+++ TEXT SHOWN

King Fahad Causeway bomb

A 2-kg bomb was defused by the authorities at the King Fahad Causeway between Bahrain and Saudi Arabia.

Al Wefaq’s Position

Al- Wefaq has not taken responsibility for the civil disobedience. However, they have officially condoned the rioting, which they contextualize as the right to freedom of expression. Former Al-Wefaq MP Ali Al-Aswad said on BBC Arabic that people would “not leave the streets unless their democratic demands are met.

Coalition of Sunni societies

The coalition of Sunni-led societies taking part in the dialogue have called on a meeting to study the possibility of withdrawing from the dialogue due to the opposition’s use of violence on the streets.

The National Unity Gathering that first gathered Bahraini loyalists in Al-Fateh in February and March 2011 at the peak of the unrest, has called on a gathering next week. The NUG issued a statement condemning violence.

++++++
+++ DATA SHOWN

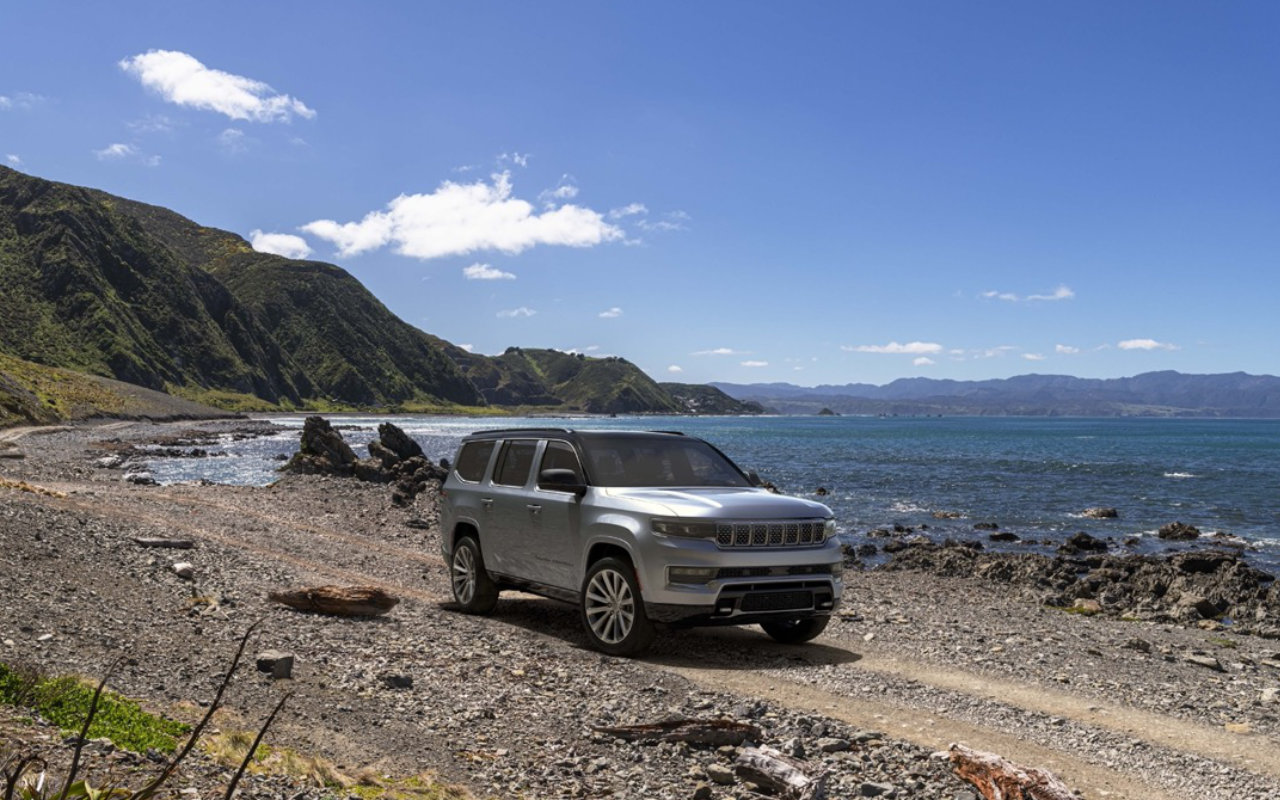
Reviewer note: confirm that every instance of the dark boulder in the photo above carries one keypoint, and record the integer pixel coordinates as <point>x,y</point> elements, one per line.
<point>1082,543</point>
<point>1101,513</point>
<point>398,442</point>
<point>1178,531</point>
<point>321,451</point>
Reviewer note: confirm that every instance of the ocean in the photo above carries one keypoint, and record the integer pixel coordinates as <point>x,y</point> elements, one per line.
<point>1029,476</point>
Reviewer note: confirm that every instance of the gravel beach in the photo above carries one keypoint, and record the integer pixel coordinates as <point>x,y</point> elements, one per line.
<point>508,705</point>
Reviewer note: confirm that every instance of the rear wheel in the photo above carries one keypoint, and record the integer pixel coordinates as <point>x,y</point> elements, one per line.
<point>472,588</point>
<point>613,609</point>
<point>796,631</point>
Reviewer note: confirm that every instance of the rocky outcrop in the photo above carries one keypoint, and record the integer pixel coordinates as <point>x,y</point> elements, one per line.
<point>1178,531</point>
<point>1210,588</point>
<point>394,458</point>
<point>321,451</point>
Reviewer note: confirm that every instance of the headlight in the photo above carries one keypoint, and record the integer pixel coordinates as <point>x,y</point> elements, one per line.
<point>681,528</point>
<point>690,575</point>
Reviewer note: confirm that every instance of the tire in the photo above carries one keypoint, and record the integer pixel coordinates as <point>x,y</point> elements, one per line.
<point>472,588</point>
<point>613,609</point>
<point>796,631</point>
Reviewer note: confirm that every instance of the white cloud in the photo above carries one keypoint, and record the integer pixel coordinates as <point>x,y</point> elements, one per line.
<point>1144,344</point>
<point>1059,293</point>
<point>458,219</point>
<point>182,80</point>
<point>565,190</point>
<point>114,152</point>
<point>232,141</point>
<point>516,312</point>
<point>279,243</point>
<point>120,151</point>
<point>895,348</point>
<point>629,210</point>
<point>672,220</point>
<point>483,272</point>
<point>22,101</point>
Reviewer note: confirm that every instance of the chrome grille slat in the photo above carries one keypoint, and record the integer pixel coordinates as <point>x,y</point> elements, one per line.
<point>750,534</point>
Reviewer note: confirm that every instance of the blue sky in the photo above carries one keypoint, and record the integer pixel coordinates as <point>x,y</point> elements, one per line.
<point>817,192</point>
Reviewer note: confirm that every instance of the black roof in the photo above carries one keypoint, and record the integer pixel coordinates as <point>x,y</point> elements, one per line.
<point>568,433</point>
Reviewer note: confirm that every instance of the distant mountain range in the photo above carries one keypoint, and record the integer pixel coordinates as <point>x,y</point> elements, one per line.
<point>1168,393</point>
<point>110,287</point>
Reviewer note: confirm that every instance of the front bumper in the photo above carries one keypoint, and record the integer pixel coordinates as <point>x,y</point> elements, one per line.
<point>753,603</point>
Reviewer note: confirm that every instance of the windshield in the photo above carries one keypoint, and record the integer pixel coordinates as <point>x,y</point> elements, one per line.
<point>634,461</point>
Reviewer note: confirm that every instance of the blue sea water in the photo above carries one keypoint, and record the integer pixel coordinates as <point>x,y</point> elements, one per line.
<point>1032,476</point>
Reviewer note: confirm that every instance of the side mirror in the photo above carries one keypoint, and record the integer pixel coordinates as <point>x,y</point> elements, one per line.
<point>561,480</point>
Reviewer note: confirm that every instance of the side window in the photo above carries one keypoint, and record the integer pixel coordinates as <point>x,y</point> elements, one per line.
<point>515,462</point>
<point>472,460</point>
<point>561,456</point>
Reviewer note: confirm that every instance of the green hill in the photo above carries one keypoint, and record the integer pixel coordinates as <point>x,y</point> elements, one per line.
<point>117,288</point>
<point>699,398</point>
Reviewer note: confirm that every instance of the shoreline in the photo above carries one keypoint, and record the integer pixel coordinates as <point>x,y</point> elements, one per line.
<point>504,705</point>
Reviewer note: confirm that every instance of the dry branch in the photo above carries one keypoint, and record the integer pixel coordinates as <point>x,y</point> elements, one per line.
<point>999,778</point>
<point>707,732</point>
<point>780,773</point>
<point>341,600</point>
<point>155,542</point>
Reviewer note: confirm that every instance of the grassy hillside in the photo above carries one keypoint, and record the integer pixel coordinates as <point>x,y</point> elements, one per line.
<point>117,288</point>
<point>35,394</point>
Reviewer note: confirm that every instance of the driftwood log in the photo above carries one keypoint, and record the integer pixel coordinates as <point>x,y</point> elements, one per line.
<point>152,542</point>
<point>999,778</point>
<point>341,600</point>
<point>707,732</point>
<point>782,775</point>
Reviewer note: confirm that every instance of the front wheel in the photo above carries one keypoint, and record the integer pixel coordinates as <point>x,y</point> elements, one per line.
<point>472,588</point>
<point>796,631</point>
<point>613,609</point>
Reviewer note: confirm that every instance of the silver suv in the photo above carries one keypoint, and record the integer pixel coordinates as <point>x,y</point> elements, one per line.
<point>635,529</point>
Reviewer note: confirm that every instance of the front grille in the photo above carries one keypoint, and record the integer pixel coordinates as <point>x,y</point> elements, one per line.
<point>796,533</point>
<point>777,600</point>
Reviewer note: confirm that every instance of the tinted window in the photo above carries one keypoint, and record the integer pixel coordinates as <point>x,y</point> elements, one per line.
<point>561,456</point>
<point>515,464</point>
<point>472,460</point>
<point>659,462</point>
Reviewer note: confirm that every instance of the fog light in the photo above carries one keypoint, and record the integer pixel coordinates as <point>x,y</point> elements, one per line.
<point>690,575</point>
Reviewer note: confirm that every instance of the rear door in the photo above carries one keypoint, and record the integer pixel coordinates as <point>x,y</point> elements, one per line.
<point>554,531</point>
<point>507,511</point>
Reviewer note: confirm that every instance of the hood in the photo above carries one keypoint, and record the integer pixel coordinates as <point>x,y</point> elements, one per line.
<point>721,503</point>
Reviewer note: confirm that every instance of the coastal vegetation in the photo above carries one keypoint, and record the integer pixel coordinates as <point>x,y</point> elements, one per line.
<point>100,286</point>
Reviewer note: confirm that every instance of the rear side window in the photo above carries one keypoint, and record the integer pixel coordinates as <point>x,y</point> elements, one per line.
<point>561,456</point>
<point>515,464</point>
<point>472,460</point>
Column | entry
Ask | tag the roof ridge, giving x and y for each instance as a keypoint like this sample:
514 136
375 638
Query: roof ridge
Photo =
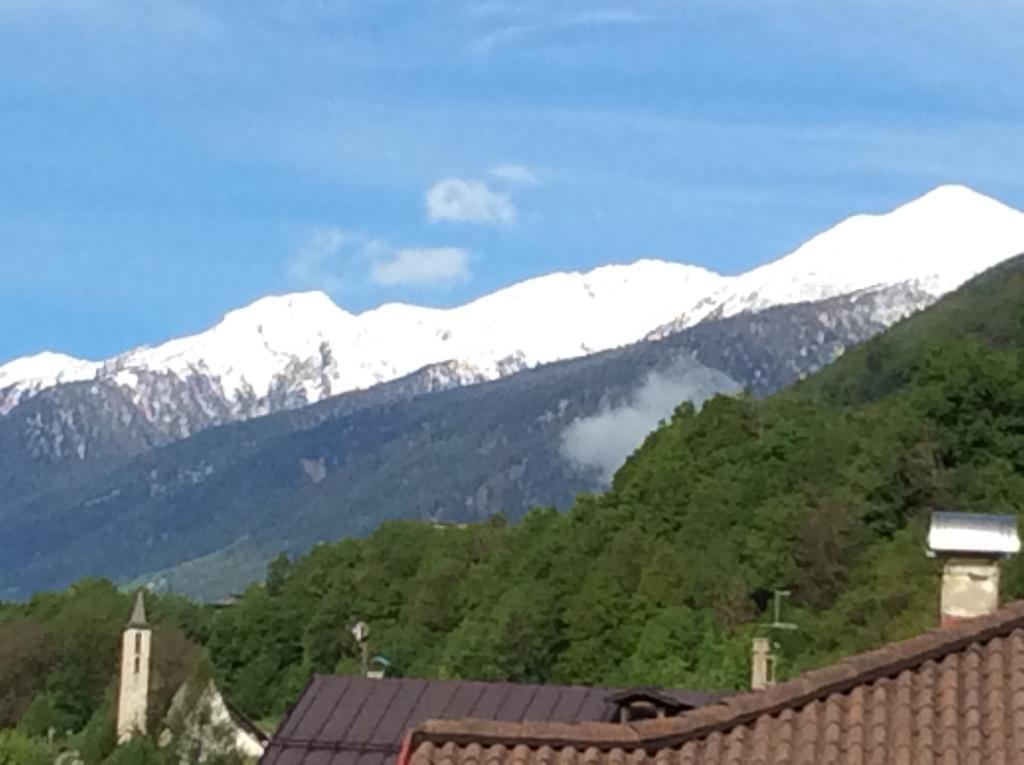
734 711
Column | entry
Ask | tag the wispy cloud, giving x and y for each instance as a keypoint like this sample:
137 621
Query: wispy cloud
516 174
421 266
468 201
604 440
334 260
320 258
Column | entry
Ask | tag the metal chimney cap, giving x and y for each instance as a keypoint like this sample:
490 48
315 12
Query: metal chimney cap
974 534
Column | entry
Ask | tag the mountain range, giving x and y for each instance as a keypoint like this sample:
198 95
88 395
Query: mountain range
116 467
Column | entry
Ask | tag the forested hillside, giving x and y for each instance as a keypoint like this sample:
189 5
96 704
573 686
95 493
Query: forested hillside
823 490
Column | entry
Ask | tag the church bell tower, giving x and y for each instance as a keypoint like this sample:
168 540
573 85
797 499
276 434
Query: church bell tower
134 691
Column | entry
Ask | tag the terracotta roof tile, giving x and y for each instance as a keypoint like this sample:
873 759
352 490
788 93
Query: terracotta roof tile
952 695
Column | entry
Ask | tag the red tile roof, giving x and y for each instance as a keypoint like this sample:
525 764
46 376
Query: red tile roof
952 695
360 721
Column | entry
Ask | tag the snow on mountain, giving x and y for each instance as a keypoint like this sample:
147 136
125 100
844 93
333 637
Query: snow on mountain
938 241
305 347
29 375
287 350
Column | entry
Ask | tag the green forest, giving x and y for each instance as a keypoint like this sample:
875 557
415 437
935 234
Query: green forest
823 491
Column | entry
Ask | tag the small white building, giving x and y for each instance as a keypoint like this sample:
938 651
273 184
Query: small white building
200 722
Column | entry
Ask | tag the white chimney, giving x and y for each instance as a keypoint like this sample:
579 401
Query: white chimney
971 547
760 664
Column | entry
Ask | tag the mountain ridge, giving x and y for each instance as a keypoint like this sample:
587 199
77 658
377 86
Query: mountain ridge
289 350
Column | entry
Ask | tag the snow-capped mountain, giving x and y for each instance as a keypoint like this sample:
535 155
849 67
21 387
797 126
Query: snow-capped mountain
285 351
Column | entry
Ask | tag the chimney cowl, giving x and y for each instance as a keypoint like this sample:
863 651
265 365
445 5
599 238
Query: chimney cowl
973 535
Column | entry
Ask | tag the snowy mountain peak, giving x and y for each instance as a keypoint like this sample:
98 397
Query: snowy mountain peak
937 241
26 376
46 367
286 350
300 308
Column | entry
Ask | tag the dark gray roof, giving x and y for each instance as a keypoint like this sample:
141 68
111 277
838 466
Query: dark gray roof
360 721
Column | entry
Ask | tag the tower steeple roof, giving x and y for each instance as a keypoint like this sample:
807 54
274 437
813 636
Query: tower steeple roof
138 611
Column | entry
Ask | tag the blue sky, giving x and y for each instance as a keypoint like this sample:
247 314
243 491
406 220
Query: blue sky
164 161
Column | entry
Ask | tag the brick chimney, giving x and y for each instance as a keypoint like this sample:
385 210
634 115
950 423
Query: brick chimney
971 547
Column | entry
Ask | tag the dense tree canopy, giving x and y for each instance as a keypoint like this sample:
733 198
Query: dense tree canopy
823 490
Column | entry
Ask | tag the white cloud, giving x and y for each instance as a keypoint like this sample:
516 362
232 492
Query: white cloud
316 261
421 265
332 259
468 201
605 439
516 174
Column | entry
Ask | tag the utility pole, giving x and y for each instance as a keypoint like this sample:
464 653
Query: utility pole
765 650
360 631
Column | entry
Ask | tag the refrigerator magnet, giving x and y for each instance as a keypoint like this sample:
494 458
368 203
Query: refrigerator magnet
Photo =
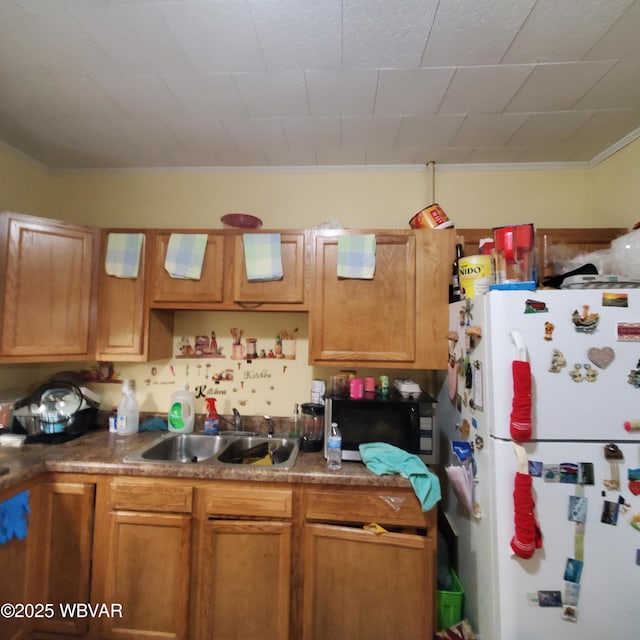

++++++

## LIST OF TASKS
• A. List every section heading in the news passage about Bahrain.
• B. Extend the news passage about Bahrain with a few more sentences, starting after its last sentence.
This data was taken from a separate source.

## EXPECTED OUTPUTS
• A.
King Fahad Causeway bomb
Al Wefaq’s Position
Coalition of Sunni societies

• B.
Isa Qassim’s support for protesters

Leading Shia cleric Ayatollah Isa Qassim announced his support for the protests in a statement circulated by Al-Wefaq National Islamic Society. Isa Qassim urged the protesters to “remain united and not become separated”. He added: “the goal is to achieve the rights of the Bahrain people and people will resolutely continue the path towards freedom”.

This arguably demonstrated Al-Wefaq’s direct support for riots and violence as a strategy to strengthen their negotiating position in the dialogue.

Minister of Justice statement on National Dialogue

The Minister of Justice stated on 15 February that the Government would not allow the violence to influence the decisions taken by the dialogue participants.